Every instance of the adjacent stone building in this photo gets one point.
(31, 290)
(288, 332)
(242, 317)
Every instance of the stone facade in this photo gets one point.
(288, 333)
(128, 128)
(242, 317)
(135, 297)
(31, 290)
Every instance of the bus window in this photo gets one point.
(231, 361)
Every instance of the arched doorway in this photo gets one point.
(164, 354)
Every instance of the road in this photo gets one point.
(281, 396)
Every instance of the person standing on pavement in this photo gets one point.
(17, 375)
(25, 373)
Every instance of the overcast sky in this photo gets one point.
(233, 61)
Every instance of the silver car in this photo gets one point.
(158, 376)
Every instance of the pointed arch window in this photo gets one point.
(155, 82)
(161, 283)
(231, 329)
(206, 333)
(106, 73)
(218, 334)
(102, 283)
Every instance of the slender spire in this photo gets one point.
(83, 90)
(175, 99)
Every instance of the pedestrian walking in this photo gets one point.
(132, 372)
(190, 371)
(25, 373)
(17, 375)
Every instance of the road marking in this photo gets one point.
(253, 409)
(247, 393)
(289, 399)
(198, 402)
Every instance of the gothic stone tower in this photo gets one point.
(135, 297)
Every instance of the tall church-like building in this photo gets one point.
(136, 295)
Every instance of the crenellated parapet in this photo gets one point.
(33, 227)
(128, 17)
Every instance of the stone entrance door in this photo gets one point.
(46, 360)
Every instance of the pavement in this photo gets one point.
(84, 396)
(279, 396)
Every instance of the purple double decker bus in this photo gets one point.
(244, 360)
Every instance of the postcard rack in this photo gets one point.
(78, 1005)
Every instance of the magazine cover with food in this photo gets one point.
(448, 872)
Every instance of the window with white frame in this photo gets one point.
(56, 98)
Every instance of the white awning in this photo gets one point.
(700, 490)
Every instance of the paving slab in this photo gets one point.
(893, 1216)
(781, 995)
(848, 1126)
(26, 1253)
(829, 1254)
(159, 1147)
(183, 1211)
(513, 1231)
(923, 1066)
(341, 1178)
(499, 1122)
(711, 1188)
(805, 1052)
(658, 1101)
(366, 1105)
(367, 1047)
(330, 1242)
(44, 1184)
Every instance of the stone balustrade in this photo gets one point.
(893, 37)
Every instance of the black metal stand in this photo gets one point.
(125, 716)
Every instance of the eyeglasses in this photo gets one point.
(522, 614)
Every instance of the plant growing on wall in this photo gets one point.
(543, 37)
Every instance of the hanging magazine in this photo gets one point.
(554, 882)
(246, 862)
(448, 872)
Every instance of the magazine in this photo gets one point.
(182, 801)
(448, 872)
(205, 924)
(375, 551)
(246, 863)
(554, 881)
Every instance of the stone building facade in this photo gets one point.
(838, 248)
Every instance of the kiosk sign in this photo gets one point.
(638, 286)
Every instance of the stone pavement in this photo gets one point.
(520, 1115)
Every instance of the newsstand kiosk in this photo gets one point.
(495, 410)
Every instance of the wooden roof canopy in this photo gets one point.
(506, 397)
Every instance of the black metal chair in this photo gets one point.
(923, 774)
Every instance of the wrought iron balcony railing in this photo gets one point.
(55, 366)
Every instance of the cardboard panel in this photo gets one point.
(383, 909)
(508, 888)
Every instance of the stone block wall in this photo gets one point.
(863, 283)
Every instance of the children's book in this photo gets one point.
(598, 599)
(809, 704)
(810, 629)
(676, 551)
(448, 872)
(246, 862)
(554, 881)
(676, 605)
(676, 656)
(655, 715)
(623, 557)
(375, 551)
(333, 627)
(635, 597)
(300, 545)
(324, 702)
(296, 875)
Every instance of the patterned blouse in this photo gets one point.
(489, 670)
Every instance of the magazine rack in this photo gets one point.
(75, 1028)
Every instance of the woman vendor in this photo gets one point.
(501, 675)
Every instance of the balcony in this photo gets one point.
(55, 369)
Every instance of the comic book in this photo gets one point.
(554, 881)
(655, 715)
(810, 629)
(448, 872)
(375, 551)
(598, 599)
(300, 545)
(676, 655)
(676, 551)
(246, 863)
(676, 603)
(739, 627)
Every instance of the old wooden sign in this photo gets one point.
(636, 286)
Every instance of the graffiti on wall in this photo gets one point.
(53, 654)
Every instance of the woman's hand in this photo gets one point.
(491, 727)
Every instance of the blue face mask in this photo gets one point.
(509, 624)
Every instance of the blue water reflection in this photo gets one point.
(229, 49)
::::::
» WHAT TO WORK ON: The complete listing, from first line to last, should be copied verbatim.

» ANSWER SECTION:
Every instance of the adjacent stone building in this photo gets one point.
(31, 290)
(288, 332)
(242, 317)
Every instance of the stone facade in this photo gets one point.
(288, 333)
(128, 128)
(242, 317)
(135, 297)
(31, 290)
Every instance of the bus window in this photo gets one point.
(231, 361)
Every instance of the arched doorway in this photo gets one point.
(164, 354)
Every instance of the road in this photo gets one point.
(281, 396)
Every instance of the person standing on pavement in this photo gets one point.
(17, 375)
(25, 373)
Every instance of the overcast sky in this photo gets one point.
(233, 61)
Every instance of the silver car in this photo gets one point.
(158, 376)
Every instance of the pointed arch window in this photo gets one point.
(155, 82)
(161, 283)
(231, 329)
(206, 333)
(106, 73)
(218, 334)
(102, 283)
Every instance of the slender spire in this photo gets one point.
(83, 90)
(175, 99)
Every instance of the pedestrian walking in this photo gets one point.
(132, 372)
(190, 371)
(25, 373)
(17, 375)
Every instance of the road marking in this photo gets one point.
(253, 409)
(247, 393)
(289, 399)
(198, 402)
Every instance of the gothic stone tower in this photo gets one point.
(135, 297)
Every instance of the tall church-like building in this photo gets one point.
(136, 295)
Every instance of the crenellated parapet in this photo gets one point.
(33, 227)
(128, 17)
Every instance of the stone entrance door in this photo gets one point.
(46, 360)
Every instance of the pavement in this photo gets one point.
(84, 396)
(279, 396)
Every instance of the purple double decker bus in this photo gets one point.
(244, 360)
Every instance of the postcard rack in this photo gets one point.
(78, 1005)
Every instance of the magazine cover with food in this photo gets one point.
(448, 872)
Every instance of the window with white frame in this photo gets one point.
(56, 98)
Every instance of the white awning in this photo gets one point.
(700, 490)
Every instance of the paving slab in this photo gets one point.
(893, 1216)
(781, 995)
(848, 1126)
(26, 1253)
(829, 1254)
(159, 1147)
(183, 1211)
(513, 1231)
(923, 1066)
(341, 1178)
(499, 1122)
(711, 1188)
(805, 1052)
(658, 1101)
(366, 1105)
(367, 1047)
(330, 1242)
(44, 1184)
Every instance of the stone balustrade in this photo gets one point.
(893, 37)
Every instance of the black metal stand in this photo gets one point.
(125, 716)
Every instance of the eyeglasses in this photo gets one point.
(522, 614)
Every instance of the plant growing on wall in this photo gets one point.
(543, 37)
Every instance of the hanging magazine in this photo gets one point.
(554, 882)
(246, 862)
(448, 872)
Every instance of the magazine in this photo gets one point.
(182, 801)
(448, 872)
(205, 924)
(375, 551)
(246, 863)
(554, 881)
Every instance of the stone building facade in this photo gets one point.
(838, 248)
Every instance of the kiosk sign in this photo gets one point.
(638, 286)
Every instance of the stone pavement in this photo gets one point.
(520, 1115)
Every instance of the newsstand kiosk in this photo gets one point.
(495, 410)
Every instance of the wooden roof canopy in this photo gets one point.
(506, 397)
Every instance of the black metal chair in this photo gets one point.
(923, 774)
Every instance of the wrought iron balcony railing in this photo gets one point.
(55, 366)
Every instance of the cardboard panel in this photo gets one point.
(383, 909)
(508, 888)
Every instance of the stone block wall in this photo gets one point.
(863, 283)
Every instance of the children's book in this photo gets one point.
(598, 599)
(809, 704)
(810, 629)
(676, 551)
(448, 872)
(246, 862)
(554, 881)
(676, 605)
(676, 656)
(655, 715)
(623, 557)
(375, 551)
(333, 627)
(635, 597)
(300, 545)
(324, 702)
(296, 875)
Every instance of the patterned blouse in this photo gets one point.
(489, 670)
Every instance of the magazine rack in this photo gets one point.
(75, 1028)
Every instance of the woman vendor in this photo gets one point.
(501, 675)
Every instance of the balcony in this photo gets one point.
(55, 369)
Every instance of the comic book in this photo gets one point.
(554, 881)
(655, 715)
(810, 629)
(448, 872)
(375, 551)
(598, 599)
(300, 545)
(676, 655)
(676, 551)
(246, 863)
(676, 603)
(739, 627)
Every instance of the old wooden sign in this photo gets one point.
(636, 286)
Every instance of the graffiti on wall in this photo gets one point.
(53, 654)
Every instance of the woman's hand in this photo gets one point.
(491, 727)
Every instance of the blue face mask in this photo gets one point.
(509, 624)
Every instance of the blue water reflection in this photo gets one point.
(229, 49)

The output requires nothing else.